-- Excerpted text --
*-*-*

As someone who spoke to the legislation that established the Australian National Preventative Health Agency, I am delighted to see the agency’s badging on the ‘Quit’ television advertisements as part of the 2011 National Tobacco Campaign. The agency came into being last month, with Dr Rhonda Galbally as its transitional chief executive. The National Tobacco Campaign website, www.quitnow.info.au, lays out the importance of turning Australians away from smoking. Quitting at age 50 halves your risk of smoking related death, but quitting by age 30 avoids almost all of the excess risk. Stopping at age 60, 50, 40 or 30 can result in gains of, respectively, about three, six, nine or 10 years of life expectancy.

I am pleased to see the website with materials in different ethnic languages too. The strong antismoking culture and messages we have developed here in Australia over the last 20 years need to filter into ethnic communities. I have been privileged in previous years to travel to South-East Asia with my family, and my children noted with some considerable alarm the amazing number of smokers they saw in Asia by comparison with Australia. It is very, very concerning. With so many people travelling between South-East Asia and Australia, there is a possibility for that message to be disturbed, so we should push even harder to make sure that the message is clearly delivered in a range of languages to make it possible for all Australians to access it.

As a Labor member I also have regard to the prevalence of smoking among blue-collar workers. I am aware of research that found all three measures of socioeconomic status—education, income and relative socioeconomic disadvantage—are significantly related to the likelihood of smoking by both sexes. Of these three measures, relative social disadvantage was most strongly related to smoking status.

*-*-*

Continue the text about Australia's 2011 National Tobacco Campaign, starting after its last sentence.

-- Record set --
*-*-*

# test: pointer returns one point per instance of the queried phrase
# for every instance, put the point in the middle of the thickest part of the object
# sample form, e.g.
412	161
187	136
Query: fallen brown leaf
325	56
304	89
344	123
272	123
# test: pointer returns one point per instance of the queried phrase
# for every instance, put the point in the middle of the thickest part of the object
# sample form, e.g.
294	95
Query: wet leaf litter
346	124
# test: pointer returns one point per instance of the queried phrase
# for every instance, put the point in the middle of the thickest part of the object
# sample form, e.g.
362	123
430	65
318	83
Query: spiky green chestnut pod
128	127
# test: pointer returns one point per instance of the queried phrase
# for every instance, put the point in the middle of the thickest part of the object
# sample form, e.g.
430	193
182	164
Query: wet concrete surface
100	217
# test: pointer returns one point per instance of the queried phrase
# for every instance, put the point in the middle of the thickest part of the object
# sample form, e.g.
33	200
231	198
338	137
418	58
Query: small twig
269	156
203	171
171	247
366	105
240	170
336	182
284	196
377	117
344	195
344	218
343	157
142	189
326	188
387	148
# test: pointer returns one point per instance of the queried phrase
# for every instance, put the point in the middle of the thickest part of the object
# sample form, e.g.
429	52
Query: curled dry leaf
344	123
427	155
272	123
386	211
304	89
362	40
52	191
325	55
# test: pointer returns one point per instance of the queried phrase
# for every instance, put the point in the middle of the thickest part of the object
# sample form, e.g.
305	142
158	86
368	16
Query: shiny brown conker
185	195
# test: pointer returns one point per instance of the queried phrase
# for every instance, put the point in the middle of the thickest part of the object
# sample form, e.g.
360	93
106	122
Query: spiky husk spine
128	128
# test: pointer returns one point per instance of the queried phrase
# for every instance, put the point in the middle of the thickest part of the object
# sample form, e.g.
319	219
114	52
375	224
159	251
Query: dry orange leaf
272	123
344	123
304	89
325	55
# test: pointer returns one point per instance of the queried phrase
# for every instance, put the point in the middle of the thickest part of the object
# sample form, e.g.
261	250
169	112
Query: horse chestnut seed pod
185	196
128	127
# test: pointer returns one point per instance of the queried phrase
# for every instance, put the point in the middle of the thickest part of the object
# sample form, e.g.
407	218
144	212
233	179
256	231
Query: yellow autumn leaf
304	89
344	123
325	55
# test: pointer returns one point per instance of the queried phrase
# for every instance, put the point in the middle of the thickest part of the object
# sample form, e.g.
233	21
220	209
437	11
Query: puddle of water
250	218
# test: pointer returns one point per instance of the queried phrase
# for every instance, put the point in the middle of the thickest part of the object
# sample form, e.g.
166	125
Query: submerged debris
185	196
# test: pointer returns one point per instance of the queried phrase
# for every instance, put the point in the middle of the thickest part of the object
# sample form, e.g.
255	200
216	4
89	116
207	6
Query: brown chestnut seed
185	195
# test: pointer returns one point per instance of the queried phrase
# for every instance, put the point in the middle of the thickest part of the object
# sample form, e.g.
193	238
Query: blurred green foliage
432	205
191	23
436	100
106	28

*-*-*

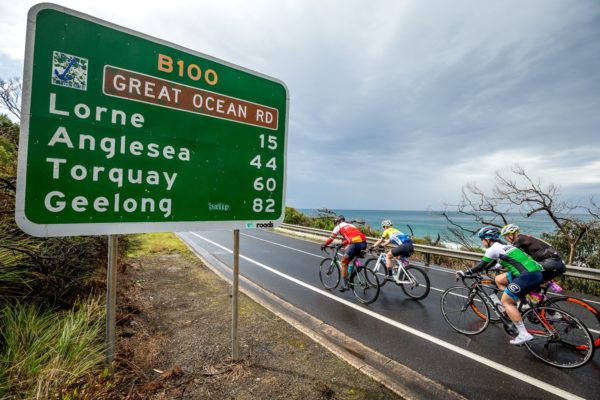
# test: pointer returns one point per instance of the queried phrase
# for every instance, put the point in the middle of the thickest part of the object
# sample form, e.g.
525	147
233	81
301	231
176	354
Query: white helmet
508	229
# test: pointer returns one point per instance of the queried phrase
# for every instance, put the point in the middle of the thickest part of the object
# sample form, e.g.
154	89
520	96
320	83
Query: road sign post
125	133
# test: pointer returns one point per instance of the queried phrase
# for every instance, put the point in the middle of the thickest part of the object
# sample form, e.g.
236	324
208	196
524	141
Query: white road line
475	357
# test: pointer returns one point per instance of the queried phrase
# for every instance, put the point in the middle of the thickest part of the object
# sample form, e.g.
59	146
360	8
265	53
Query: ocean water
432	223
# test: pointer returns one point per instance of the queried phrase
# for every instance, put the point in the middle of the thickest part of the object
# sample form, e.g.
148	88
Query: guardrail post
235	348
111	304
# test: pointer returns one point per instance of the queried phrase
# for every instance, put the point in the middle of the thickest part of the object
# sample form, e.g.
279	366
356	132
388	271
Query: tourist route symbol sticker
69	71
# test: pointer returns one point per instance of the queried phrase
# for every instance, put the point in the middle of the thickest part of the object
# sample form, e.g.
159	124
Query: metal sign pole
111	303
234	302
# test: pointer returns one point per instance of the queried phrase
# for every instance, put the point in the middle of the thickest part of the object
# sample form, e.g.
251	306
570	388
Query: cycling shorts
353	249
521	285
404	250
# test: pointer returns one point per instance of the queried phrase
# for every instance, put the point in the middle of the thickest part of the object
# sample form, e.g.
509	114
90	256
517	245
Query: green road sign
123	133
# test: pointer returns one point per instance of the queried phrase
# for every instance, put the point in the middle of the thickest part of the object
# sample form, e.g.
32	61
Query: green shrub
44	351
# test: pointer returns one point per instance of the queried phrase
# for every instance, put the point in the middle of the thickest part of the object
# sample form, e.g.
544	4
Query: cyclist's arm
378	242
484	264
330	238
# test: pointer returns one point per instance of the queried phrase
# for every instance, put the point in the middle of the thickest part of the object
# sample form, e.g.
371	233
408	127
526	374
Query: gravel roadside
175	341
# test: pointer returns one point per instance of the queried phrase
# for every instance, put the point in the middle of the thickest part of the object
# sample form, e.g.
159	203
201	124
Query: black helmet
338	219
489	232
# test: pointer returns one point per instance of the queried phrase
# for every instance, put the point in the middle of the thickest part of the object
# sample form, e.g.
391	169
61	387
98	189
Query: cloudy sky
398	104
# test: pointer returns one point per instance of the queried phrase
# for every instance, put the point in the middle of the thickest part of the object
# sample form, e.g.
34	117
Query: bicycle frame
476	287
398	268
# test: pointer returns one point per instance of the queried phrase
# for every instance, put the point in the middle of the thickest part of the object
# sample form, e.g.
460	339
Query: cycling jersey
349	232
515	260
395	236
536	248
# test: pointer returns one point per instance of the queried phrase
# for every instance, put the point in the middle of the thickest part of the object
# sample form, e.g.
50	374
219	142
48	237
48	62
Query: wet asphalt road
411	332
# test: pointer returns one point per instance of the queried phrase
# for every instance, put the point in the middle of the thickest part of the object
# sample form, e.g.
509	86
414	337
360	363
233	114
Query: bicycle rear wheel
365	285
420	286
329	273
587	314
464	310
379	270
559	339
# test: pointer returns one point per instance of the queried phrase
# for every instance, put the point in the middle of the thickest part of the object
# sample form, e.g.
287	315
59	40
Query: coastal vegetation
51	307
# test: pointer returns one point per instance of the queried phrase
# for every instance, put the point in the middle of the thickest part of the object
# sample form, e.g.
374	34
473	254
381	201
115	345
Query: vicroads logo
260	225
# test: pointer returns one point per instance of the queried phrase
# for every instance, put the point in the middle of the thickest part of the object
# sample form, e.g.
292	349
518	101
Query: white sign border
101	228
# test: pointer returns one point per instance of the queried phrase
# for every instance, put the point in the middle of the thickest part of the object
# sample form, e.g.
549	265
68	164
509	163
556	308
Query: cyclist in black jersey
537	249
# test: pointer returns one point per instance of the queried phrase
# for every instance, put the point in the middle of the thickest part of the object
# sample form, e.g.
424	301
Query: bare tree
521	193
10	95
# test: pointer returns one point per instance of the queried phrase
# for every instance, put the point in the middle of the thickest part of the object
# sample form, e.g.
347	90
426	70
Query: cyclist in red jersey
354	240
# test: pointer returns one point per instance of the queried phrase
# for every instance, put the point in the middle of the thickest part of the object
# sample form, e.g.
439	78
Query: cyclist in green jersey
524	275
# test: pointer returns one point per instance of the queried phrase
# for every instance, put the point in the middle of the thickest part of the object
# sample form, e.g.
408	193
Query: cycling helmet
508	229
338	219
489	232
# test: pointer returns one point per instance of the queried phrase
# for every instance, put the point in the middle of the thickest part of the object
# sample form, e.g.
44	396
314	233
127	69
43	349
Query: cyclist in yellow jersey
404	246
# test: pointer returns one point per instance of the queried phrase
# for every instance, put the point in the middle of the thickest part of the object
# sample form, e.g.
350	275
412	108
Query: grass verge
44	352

*-*-*

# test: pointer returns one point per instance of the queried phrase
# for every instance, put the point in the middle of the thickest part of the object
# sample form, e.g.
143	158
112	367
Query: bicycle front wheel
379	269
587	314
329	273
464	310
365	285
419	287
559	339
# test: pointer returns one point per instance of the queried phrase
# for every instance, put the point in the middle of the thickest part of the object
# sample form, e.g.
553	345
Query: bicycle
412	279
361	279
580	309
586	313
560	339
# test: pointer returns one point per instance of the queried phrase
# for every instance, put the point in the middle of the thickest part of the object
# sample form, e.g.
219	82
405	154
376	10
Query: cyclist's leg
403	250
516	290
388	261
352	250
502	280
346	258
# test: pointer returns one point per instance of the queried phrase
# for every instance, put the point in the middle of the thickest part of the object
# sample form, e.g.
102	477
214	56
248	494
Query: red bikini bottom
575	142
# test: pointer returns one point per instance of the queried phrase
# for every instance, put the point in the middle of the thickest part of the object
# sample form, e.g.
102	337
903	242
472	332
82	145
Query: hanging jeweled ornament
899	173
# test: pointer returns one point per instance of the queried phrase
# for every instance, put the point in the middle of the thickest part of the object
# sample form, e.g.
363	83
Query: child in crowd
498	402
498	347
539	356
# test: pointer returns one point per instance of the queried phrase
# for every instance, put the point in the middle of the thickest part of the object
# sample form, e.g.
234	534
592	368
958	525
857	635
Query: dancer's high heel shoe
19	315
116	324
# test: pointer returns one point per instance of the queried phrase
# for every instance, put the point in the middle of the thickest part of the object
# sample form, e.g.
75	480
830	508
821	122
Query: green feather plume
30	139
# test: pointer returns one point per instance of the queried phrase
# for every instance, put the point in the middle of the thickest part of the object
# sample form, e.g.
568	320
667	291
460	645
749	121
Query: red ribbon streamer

*-*-*

-- Reply --
I might add that I am proud to be in a party that has chosen as a matter of principle not to take donations from tobacco companies. I encourage all other parties to take up this principled position, if they have not already, because it does not mean much to talk about the importance of preventative health in this place if you yourself are addicted to tobacco dollars. And no-one should underestimate the insidious ability of big tobacco to get its message through. On the Central Coast right now, the Alliance of Australian Retailers against plain packaging for cigarettes are running their anti-regulation radio ads. I find this quite disgraceful. The alliance home page carries a disclaimer that, frankly, says it all:

We are supported by British American Tobacco Australia Limited … Philip Morris Limited … and Imperial Tobacco Australia Limited …

Supported by? Owned by those companies to prosecute their self-interest would be much closer to the truth. I can only hope this preventative health campaign we are running is experiencing great success and that that of the opposition is experiencing its last gasp—to use a very appropriate expression.

A number of my male colleagues have spoken about the ubiquitous nature of tobacco advertising in sport in the 1970s and 1980s. We have certainly come a long way. The medical and health communities have been vocal in their support of the Tobacco Advertising Prohibition Amendment Bill 2010. As you would expect, the Australian Council on Smoking and Health has welcomed the move. The AMA President, Dr Andrew Pesce, has also voiced his support. Dr Pesce has said:

The proposed new law will make it harder for tobacco companies to target teenagers and young Australians with attractive ads and promotions on the Internet.

It will help deter young people from taking up smoking and save the lives of thousands of Australians.

That is the AMA, Mr Deputy Speaker. I think on this issue those words are a resounding support for this bill. I support the bill.